What is needed :: Exactly the lines from the one containing "the snow-covered tree" through the final line of the listing are to be retyped, and nothing more.

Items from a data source
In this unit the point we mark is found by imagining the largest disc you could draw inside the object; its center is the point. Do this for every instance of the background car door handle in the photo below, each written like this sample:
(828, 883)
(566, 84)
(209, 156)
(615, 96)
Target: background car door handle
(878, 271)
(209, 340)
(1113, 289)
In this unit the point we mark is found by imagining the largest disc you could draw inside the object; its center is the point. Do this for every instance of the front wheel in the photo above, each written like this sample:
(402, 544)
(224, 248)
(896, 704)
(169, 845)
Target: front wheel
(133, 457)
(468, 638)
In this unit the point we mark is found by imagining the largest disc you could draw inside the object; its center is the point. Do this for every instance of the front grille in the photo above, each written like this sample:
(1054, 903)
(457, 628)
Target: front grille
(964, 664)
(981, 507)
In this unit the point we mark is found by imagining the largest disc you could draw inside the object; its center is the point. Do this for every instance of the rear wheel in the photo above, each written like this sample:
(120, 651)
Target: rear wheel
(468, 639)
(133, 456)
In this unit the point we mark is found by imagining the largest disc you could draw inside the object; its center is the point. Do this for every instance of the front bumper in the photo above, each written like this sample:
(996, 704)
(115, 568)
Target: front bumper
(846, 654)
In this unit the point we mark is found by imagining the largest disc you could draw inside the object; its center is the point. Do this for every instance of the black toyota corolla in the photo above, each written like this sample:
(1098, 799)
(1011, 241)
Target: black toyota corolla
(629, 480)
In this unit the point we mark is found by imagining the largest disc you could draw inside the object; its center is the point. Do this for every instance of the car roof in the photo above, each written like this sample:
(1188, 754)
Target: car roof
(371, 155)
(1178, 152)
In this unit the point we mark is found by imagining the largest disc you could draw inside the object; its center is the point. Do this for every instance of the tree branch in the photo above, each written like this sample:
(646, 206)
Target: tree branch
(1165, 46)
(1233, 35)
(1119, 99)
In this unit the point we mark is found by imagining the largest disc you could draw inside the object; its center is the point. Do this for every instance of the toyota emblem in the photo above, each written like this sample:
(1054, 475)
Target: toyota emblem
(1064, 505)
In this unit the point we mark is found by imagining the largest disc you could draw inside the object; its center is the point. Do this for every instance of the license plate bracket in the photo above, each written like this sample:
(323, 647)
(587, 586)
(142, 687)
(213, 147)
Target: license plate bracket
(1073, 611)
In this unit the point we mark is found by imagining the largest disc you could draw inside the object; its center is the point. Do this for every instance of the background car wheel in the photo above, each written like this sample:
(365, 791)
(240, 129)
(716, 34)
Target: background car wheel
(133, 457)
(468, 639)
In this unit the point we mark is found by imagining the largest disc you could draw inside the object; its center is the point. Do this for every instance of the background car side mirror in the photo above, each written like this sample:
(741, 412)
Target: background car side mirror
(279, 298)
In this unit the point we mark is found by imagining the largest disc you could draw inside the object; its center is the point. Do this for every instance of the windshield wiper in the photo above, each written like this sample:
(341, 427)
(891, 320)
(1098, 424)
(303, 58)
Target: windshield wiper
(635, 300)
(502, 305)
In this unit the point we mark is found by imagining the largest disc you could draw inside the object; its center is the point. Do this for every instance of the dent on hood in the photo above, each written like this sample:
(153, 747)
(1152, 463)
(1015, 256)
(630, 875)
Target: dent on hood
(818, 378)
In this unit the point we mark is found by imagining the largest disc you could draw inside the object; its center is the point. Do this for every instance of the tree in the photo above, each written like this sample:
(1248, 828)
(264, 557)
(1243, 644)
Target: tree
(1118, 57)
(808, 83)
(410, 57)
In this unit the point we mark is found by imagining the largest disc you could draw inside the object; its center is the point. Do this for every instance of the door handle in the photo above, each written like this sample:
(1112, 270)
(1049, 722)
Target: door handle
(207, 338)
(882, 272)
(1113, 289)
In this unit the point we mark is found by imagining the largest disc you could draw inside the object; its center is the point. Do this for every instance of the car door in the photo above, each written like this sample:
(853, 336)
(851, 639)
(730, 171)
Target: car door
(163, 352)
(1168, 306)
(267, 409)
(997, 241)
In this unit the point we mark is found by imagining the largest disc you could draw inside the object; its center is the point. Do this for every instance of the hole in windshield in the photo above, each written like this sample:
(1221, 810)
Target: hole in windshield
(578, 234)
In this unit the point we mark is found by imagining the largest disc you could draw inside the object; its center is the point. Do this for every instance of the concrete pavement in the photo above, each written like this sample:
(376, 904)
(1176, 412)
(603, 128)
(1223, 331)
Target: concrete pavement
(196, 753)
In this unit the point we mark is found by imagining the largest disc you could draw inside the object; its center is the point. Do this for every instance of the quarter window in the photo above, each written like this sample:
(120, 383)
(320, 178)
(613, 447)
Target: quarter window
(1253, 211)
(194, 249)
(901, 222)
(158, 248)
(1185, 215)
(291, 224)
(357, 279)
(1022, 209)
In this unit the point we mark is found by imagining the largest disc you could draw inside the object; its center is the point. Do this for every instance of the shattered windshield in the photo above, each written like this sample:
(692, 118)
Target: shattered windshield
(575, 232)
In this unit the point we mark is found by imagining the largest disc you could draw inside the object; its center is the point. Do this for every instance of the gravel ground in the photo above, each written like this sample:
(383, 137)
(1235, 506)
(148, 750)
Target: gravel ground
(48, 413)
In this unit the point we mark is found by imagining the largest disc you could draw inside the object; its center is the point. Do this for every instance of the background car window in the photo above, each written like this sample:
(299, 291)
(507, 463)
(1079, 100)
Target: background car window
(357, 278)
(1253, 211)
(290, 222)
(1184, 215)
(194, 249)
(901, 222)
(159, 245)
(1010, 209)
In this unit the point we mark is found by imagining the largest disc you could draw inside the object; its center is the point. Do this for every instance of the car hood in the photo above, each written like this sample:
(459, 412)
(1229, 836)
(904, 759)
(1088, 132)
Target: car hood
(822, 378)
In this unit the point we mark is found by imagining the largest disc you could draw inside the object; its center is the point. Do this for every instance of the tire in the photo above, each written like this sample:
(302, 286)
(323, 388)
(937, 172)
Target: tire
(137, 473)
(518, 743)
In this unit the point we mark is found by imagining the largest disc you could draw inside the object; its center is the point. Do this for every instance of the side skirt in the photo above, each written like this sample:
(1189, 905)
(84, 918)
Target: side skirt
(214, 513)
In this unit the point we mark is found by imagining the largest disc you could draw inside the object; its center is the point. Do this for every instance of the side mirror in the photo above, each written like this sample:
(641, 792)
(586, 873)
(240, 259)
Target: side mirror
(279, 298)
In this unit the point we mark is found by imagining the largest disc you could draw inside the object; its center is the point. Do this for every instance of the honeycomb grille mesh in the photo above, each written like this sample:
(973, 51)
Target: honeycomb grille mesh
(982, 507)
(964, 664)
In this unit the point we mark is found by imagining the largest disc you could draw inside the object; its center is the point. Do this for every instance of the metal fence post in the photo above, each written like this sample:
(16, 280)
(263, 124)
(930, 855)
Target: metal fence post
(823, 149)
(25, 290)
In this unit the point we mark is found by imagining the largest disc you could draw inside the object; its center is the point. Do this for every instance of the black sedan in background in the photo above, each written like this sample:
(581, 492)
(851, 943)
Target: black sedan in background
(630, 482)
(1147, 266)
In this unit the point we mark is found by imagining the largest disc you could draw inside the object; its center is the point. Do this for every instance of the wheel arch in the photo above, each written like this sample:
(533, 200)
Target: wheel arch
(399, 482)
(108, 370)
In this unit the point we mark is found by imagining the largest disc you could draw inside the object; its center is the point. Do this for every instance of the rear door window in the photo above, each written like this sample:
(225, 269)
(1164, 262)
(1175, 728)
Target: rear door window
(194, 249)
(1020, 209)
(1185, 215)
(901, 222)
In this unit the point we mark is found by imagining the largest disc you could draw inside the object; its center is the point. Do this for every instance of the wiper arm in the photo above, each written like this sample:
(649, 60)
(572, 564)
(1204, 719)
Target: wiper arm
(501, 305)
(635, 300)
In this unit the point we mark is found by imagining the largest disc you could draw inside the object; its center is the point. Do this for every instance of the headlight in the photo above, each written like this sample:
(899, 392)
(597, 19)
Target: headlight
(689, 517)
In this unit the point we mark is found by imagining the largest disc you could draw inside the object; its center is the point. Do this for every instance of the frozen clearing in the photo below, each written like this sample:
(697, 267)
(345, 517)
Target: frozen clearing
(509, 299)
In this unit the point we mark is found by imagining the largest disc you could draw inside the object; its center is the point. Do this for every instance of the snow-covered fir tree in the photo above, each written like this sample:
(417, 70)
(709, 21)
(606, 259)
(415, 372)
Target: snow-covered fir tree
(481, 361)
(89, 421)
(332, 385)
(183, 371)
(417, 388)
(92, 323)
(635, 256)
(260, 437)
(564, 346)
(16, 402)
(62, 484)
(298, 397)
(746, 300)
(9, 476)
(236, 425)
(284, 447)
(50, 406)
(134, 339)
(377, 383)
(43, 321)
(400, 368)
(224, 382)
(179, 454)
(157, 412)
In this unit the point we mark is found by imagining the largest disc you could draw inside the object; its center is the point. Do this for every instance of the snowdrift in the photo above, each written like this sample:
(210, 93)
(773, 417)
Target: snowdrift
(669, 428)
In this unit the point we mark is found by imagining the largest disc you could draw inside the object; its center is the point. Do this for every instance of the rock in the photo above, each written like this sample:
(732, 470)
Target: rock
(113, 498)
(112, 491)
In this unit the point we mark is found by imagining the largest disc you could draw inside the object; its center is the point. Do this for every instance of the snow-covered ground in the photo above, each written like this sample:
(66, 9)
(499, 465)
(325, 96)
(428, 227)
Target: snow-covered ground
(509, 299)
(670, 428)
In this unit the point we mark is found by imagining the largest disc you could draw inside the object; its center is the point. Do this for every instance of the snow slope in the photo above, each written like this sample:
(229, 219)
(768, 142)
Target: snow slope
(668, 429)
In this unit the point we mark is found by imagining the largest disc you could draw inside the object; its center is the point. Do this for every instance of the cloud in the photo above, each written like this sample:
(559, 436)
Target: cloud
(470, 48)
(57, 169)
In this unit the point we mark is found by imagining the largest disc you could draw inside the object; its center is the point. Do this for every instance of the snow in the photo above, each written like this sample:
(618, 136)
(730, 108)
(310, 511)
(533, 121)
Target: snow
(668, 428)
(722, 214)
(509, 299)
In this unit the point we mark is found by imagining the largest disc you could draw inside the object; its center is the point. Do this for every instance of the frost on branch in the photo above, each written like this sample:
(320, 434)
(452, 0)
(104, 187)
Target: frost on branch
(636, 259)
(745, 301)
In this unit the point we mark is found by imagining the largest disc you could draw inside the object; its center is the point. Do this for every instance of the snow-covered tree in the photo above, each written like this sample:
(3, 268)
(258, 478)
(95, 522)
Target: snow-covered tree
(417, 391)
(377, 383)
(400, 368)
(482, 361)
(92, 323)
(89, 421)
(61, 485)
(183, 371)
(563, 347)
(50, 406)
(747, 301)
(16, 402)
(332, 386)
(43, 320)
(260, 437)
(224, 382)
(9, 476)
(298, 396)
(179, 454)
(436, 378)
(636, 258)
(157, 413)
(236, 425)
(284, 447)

Response ::
In this unit the point we mark is found by imagining the largest disc you could draw inside the object; its center is the point. Do this for every instance of the snow-covered tree in the photo above, each written like this sample:
(3, 268)
(258, 478)
(95, 522)
Target: snow-covered tree
(417, 391)
(377, 383)
(400, 368)
(482, 361)
(92, 323)
(89, 421)
(61, 485)
(183, 371)
(563, 347)
(50, 406)
(747, 301)
(16, 402)
(332, 386)
(43, 320)
(260, 437)
(224, 382)
(9, 476)
(298, 396)
(179, 454)
(436, 378)
(636, 258)
(157, 413)
(236, 425)
(284, 447)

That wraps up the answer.